* Text block
[Start]

An integrated 32-channel transmit and 64-channel receive 7 tesla MRI system
Edward Auerbach1, Lance DelaBarre1, Pierre-Francois Van de Moortele1, John Strupp1, Rene Gumbrecht2, Andreas Potthast2, Georg Pirkl2, Steen Moeller1, Brian Hanna1, Andrea Grant1, Gregor Adriany1, and Kâmil Uğurbil1

1Center for Magnetic Resonance Research, University of Minnesota, Minneapolis, MN, United States, 2Siemens Healthcare, Erlangen, Germany


At 7T, commercial MRI systems are currently available with a maximum of 8-16 transmit channels and 32 receive channels. To explore the potential benefits of increasing these numbers, which have been predicted by prior experimental and simulation work, we have developed and installed 32-channel RF transmitter and 64-channel receiver upgrades for a standard 7T commercial MRI system. These additions have been fully integrated into the system in a way that they can be reliably employed for routine studies without requiring significant workflow modifications or special user training.


It is well understood that arrays of local transmit RF coils can be used in combination with “B1+ shimming” techniques to mitigate the inherent inhomogeneity of transmit B1 (B1+) fields at 7T, and to reduce RF power deposition (SAR)1,2. This has driven the availability of commercial 7T MRI systems with optional parallel transmitter upgrades of 8-16 channels for research. However, experimental and simulation results have shown that there are ample improvements to be realized by continuing to increase the number of available independently-controllable transmit channels3,4. To explore the potential of higher transmit channel counts at 7T, particularly for body applications and often SAR limited simultaneous multi-slice/multi-band imaging, we have developed and installed a robust 32-channel, 32 kW RF transmitter system.

[End]

* Problem to work on
Reproduce the passage above on the integrated 32-channel transmit and 64-channel receive 7 tesla MRI system in its entirety, word for word.

* Dataset entries
[Start]

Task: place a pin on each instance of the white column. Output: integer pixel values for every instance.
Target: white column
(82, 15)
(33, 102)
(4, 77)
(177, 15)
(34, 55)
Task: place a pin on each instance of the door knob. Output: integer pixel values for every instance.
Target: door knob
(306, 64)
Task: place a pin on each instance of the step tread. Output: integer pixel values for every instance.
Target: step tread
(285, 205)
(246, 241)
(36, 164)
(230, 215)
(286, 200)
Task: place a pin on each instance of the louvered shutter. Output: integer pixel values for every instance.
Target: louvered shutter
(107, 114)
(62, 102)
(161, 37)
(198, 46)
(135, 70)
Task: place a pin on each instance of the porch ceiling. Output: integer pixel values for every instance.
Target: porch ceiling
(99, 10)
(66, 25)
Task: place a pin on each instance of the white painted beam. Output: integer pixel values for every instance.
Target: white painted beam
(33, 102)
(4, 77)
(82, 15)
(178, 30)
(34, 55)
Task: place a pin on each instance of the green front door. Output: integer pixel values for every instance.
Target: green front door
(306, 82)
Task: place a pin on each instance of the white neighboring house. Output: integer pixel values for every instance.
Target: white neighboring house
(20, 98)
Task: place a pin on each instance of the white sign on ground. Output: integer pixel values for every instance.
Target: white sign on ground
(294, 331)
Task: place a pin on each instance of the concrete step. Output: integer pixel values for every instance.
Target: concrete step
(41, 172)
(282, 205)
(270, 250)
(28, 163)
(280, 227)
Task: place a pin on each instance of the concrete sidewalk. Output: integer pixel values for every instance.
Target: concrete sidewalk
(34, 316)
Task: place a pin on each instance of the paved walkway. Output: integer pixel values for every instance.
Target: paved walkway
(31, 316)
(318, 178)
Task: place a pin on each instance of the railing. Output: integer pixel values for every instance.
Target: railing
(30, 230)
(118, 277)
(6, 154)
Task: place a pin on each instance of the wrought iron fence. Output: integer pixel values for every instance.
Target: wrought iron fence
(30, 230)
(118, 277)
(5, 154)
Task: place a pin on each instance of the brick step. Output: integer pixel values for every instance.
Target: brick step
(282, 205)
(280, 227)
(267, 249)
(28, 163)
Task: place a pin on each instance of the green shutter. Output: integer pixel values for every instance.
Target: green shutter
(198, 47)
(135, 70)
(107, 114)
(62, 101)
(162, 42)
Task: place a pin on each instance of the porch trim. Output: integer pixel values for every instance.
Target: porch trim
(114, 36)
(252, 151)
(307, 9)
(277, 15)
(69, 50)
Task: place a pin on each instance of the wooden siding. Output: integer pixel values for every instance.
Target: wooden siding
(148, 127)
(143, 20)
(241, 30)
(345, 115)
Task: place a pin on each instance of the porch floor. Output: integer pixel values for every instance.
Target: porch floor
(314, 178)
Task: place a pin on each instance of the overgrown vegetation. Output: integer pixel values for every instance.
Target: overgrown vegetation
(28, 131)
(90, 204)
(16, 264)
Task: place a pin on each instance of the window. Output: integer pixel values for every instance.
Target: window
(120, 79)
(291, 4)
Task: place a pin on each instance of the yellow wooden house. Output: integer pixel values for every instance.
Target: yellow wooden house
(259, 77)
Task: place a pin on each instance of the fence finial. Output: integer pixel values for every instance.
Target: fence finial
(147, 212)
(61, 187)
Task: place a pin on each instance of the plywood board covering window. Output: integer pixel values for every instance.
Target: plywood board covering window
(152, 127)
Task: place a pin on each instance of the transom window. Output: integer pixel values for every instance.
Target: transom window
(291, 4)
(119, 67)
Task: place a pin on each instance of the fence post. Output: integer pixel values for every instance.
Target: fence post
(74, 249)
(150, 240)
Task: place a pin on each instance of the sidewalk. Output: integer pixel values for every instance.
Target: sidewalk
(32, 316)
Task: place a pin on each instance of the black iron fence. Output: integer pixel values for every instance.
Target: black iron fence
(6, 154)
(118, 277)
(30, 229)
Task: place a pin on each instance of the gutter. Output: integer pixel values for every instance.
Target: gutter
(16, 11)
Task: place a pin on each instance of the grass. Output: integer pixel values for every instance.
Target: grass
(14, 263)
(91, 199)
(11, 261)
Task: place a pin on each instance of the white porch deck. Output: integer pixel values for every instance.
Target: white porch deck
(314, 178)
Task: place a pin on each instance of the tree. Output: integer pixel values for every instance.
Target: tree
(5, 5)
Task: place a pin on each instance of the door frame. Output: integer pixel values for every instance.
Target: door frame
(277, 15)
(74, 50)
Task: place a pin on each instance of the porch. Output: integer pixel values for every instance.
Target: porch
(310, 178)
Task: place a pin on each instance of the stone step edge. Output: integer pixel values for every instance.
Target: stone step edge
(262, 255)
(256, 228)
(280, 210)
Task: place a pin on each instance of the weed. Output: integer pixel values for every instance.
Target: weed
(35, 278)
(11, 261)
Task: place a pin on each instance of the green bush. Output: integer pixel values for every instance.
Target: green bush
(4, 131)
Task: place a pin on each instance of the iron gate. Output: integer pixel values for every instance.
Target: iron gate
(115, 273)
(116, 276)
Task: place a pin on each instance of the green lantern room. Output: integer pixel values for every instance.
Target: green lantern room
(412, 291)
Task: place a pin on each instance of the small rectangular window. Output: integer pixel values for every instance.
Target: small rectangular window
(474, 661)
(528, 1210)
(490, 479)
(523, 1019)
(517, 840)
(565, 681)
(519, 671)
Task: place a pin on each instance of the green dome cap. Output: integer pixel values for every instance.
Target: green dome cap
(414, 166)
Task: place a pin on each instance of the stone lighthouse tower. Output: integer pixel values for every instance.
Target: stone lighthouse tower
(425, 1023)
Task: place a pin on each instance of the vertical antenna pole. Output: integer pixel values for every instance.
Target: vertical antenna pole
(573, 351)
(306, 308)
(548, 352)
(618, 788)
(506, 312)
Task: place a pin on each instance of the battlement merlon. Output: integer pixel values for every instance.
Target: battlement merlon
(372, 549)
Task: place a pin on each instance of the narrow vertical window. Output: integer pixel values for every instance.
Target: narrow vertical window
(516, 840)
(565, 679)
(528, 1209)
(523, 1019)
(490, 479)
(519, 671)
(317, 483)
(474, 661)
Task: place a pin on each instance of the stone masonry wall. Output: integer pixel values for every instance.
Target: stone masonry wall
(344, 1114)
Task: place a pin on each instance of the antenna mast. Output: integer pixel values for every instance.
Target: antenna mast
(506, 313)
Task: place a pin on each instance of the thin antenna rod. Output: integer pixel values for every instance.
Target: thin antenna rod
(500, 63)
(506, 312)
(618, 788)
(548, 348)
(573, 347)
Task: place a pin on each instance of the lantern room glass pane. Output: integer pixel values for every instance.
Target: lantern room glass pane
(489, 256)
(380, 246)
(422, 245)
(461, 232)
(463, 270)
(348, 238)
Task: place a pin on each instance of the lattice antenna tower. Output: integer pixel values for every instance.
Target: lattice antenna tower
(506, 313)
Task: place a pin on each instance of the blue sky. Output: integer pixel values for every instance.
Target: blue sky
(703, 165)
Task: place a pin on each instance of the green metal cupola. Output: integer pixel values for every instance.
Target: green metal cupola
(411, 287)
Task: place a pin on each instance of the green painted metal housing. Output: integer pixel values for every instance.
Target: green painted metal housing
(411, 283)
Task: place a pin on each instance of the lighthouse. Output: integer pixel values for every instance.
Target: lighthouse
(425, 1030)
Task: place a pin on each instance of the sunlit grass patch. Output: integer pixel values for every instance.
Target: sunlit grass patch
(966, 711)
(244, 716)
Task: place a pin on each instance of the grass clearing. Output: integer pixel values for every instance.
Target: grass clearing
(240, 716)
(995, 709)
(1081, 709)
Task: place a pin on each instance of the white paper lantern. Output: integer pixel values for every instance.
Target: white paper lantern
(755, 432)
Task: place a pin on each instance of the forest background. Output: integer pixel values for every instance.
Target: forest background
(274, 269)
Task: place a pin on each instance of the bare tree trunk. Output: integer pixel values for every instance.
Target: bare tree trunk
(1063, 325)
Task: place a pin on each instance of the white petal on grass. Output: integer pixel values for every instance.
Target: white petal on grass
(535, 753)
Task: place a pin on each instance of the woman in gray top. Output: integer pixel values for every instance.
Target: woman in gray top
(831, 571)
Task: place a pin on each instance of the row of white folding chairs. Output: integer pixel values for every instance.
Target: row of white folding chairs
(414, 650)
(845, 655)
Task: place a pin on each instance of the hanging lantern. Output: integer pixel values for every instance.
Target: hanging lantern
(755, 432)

[End]

* Answer to the exercise
An integrated 32-channel transmit and 64-channel receive 7 tesla MRI system
Edward Auerbach1, Lance DelaBarre1, Pierre-Francois Van de Moortele1, John Strupp1, Rene Gumbrecht2, Andreas Potthast2, Georg Pirkl2, Steen Moeller1, Brian Hanna1, Andrea Grant1, Gregor Adriany1, and Kâmil Uğurbil1

1Center for Magnetic Resonance Research, University of Minnesota, Minneapolis, MN, United States, 2Siemens Healthcare, Erlangen, Germany


At 7T, commercial MRI systems are currently available with a maximum of 8-16 transmit channels and 32 receive channels. To explore the potential benefits of increasing these numbers, which have been predicted by prior experimental and simulation work, we have developed and installed 32-channel RF transmitter and 64-channel receiver upgrades for a standard 7T commercial MRI system. These additions have been fully integrated into the system in a way that they can be reliably employed for routine studies without requiring significant workflow modifications or special user training.


It is well understood that arrays of local transmit RF coils can be used in combination with “B1+ shimming” techniques to mitigate the inherent inhomogeneity of transmit B1 (B1+) fields at 7T, and to reduce RF power deposition (SAR)1,2. This has driven the availability of commercial 7T MRI systems with optional parallel transmitter upgrades of 8-16 channels for research. However, experimental and simulation results have shown that there are ample improvements to be realized by continuing to increase the number of available independently-controllable transmit channels3,4. To explore the potential of higher transmit channel counts at 7T, particularly for body applications and often SAR limited simultaneous multi-slice/multi-band imaging, we have developed and installed a robust 32-channel, 32 kW RF transmitter system.